_WORK ITEM_:
Say how many lines in the material below hold the word "dough", and say nothing else.

_AVAILABLE RECORDS_:

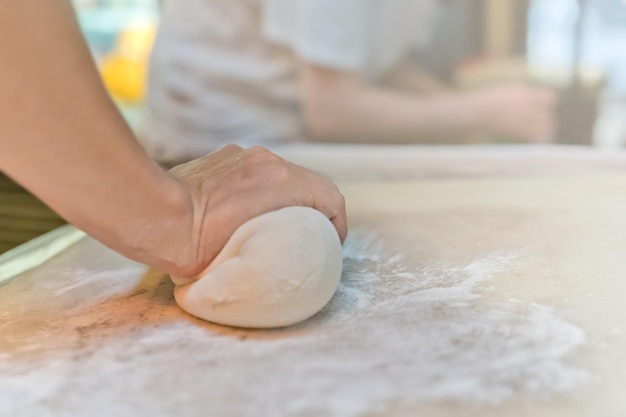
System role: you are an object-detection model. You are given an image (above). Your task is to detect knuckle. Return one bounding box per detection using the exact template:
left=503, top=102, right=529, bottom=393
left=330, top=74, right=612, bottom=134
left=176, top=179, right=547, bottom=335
left=329, top=183, right=345, bottom=204
left=219, top=144, right=242, bottom=153
left=247, top=145, right=267, bottom=154
left=243, top=146, right=282, bottom=165
left=246, top=145, right=272, bottom=157
left=267, top=162, right=292, bottom=182
left=337, top=191, right=346, bottom=209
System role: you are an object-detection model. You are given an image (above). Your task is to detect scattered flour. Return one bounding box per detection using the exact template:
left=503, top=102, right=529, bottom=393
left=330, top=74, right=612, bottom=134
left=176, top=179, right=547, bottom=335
left=0, top=230, right=587, bottom=416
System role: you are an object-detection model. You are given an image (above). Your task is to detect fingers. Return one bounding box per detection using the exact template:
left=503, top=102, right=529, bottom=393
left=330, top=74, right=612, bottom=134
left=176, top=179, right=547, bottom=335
left=289, top=164, right=348, bottom=243
left=317, top=183, right=348, bottom=244
left=328, top=201, right=348, bottom=244
left=309, top=185, right=348, bottom=243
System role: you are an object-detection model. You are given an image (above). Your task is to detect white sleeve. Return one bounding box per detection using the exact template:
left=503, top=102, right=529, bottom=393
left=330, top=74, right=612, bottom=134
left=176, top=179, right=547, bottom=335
left=261, top=0, right=372, bottom=73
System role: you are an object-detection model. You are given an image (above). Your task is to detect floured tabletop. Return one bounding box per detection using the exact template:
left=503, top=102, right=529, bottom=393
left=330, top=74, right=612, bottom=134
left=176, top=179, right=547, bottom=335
left=1, top=145, right=626, bottom=416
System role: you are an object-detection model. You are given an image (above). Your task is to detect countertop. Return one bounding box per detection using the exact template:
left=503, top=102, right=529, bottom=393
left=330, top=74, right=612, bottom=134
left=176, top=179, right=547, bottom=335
left=2, top=145, right=626, bottom=417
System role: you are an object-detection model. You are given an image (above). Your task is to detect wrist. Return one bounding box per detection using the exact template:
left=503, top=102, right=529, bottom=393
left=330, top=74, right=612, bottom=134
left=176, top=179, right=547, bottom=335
left=119, top=173, right=197, bottom=276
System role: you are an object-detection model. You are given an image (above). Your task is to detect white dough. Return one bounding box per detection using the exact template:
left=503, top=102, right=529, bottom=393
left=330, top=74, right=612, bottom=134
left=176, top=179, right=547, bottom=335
left=172, top=207, right=343, bottom=328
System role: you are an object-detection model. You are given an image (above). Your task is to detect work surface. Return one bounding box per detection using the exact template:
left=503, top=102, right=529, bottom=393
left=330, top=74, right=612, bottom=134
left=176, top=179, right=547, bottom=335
left=2, top=145, right=626, bottom=416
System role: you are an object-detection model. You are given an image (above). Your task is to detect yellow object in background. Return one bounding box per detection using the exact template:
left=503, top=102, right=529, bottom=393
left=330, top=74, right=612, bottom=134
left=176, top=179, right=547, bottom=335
left=100, top=23, right=156, bottom=103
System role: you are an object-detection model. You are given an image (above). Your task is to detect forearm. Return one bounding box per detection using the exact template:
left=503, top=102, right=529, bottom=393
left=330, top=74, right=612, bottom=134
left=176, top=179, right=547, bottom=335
left=302, top=67, right=483, bottom=144
left=0, top=0, right=192, bottom=272
left=382, top=62, right=448, bottom=95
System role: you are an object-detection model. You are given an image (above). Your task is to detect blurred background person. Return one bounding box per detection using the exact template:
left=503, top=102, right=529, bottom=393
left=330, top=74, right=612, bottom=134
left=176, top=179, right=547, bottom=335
left=139, top=0, right=557, bottom=164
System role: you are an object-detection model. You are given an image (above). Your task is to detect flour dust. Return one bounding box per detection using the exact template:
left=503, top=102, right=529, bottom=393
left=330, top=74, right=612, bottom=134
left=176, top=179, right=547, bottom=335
left=0, top=230, right=587, bottom=417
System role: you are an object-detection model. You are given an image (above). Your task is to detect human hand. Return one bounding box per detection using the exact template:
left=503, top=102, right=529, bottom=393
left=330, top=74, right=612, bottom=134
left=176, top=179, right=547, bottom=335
left=167, top=145, right=347, bottom=277
left=472, top=83, right=557, bottom=143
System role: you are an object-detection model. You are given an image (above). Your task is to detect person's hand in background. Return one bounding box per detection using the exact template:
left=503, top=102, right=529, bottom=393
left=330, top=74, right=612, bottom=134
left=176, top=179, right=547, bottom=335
left=471, top=82, right=557, bottom=144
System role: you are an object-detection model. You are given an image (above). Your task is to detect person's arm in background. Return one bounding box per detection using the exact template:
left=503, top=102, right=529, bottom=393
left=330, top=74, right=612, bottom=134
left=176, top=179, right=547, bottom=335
left=0, top=0, right=346, bottom=278
left=299, top=62, right=556, bottom=144
left=382, top=62, right=449, bottom=94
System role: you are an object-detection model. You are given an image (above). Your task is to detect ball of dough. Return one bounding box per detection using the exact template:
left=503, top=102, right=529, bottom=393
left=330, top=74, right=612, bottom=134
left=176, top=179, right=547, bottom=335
left=172, top=207, right=343, bottom=328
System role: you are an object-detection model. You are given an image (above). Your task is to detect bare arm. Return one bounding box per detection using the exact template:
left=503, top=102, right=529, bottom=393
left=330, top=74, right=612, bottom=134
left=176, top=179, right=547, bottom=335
left=0, top=0, right=346, bottom=277
left=381, top=62, right=449, bottom=94
left=300, top=63, right=556, bottom=144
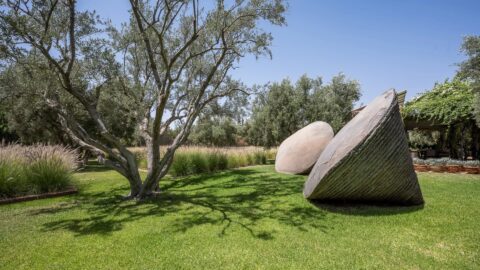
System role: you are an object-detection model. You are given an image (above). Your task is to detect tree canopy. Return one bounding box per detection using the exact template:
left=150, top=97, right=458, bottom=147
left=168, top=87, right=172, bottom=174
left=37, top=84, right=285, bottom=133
left=458, top=35, right=480, bottom=127
left=247, top=74, right=361, bottom=147
left=0, top=0, right=286, bottom=199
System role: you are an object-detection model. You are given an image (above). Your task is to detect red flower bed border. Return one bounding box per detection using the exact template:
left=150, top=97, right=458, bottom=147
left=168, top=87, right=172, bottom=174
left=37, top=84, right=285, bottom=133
left=0, top=188, right=77, bottom=205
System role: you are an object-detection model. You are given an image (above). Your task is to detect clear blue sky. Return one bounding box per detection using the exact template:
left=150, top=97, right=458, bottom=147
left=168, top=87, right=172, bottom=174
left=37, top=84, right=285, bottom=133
left=79, top=0, right=480, bottom=105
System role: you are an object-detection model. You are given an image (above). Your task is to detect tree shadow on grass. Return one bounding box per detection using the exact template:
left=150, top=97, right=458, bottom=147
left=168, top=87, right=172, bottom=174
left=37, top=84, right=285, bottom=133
left=310, top=200, right=424, bottom=216
left=37, top=167, right=330, bottom=239
left=75, top=164, right=113, bottom=173
left=36, top=166, right=423, bottom=239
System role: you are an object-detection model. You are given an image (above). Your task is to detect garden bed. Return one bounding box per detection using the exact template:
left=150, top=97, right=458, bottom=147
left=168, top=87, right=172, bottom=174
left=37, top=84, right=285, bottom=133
left=0, top=187, right=77, bottom=205
left=1, top=144, right=79, bottom=199
left=413, top=158, right=480, bottom=174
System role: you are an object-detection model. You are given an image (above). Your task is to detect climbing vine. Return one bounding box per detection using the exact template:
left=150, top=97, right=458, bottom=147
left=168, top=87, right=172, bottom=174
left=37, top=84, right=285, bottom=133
left=403, top=79, right=475, bottom=125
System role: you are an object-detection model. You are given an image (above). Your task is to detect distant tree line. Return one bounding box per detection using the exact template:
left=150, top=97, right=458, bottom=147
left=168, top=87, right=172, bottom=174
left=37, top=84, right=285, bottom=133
left=246, top=74, right=361, bottom=147
left=1, top=69, right=361, bottom=148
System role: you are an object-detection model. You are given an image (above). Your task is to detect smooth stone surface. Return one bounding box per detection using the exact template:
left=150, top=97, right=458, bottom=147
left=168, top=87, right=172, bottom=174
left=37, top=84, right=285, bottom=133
left=275, top=121, right=334, bottom=175
left=304, top=90, right=424, bottom=205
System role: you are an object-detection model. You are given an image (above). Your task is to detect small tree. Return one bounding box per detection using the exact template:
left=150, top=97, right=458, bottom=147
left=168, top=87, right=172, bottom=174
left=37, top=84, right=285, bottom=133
left=0, top=0, right=286, bottom=199
left=458, top=35, right=480, bottom=127
left=308, top=73, right=361, bottom=132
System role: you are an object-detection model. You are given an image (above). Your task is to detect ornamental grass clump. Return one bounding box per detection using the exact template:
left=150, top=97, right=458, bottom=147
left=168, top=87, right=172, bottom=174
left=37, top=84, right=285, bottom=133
left=170, top=152, right=192, bottom=176
left=189, top=152, right=209, bottom=174
left=166, top=146, right=269, bottom=177
left=0, top=144, right=79, bottom=198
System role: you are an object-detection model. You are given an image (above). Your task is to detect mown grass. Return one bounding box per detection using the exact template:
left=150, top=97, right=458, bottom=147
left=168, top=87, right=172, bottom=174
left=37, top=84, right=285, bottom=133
left=0, top=166, right=479, bottom=269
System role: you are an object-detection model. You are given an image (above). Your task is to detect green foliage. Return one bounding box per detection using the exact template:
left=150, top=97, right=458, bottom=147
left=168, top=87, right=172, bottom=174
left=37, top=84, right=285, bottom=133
left=0, top=110, right=17, bottom=143
left=265, top=148, right=277, bottom=160
left=0, top=58, right=140, bottom=145
left=169, top=153, right=192, bottom=177
left=403, top=79, right=475, bottom=125
left=308, top=74, right=362, bottom=132
left=254, top=151, right=267, bottom=164
left=0, top=145, right=78, bottom=198
left=189, top=117, right=238, bottom=146
left=169, top=149, right=266, bottom=177
left=464, top=160, right=480, bottom=167
left=133, top=150, right=148, bottom=170
left=408, top=129, right=440, bottom=150
left=446, top=159, right=464, bottom=166
left=458, top=35, right=480, bottom=127
left=0, top=1, right=287, bottom=197
left=189, top=152, right=209, bottom=175
left=0, top=160, right=27, bottom=197
left=247, top=79, right=303, bottom=147
left=216, top=153, right=229, bottom=171
left=247, top=74, right=361, bottom=147
left=27, top=158, right=73, bottom=193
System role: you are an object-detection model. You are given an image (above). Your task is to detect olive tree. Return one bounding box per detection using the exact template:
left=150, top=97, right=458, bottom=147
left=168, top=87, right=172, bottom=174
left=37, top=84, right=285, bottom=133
left=247, top=74, right=361, bottom=147
left=0, top=0, right=286, bottom=199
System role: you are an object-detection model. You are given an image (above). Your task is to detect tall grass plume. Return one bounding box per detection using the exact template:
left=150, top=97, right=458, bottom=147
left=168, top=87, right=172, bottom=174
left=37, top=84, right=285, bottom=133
left=130, top=146, right=269, bottom=177
left=0, top=144, right=79, bottom=198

_SOLVED EXERCISE_:
2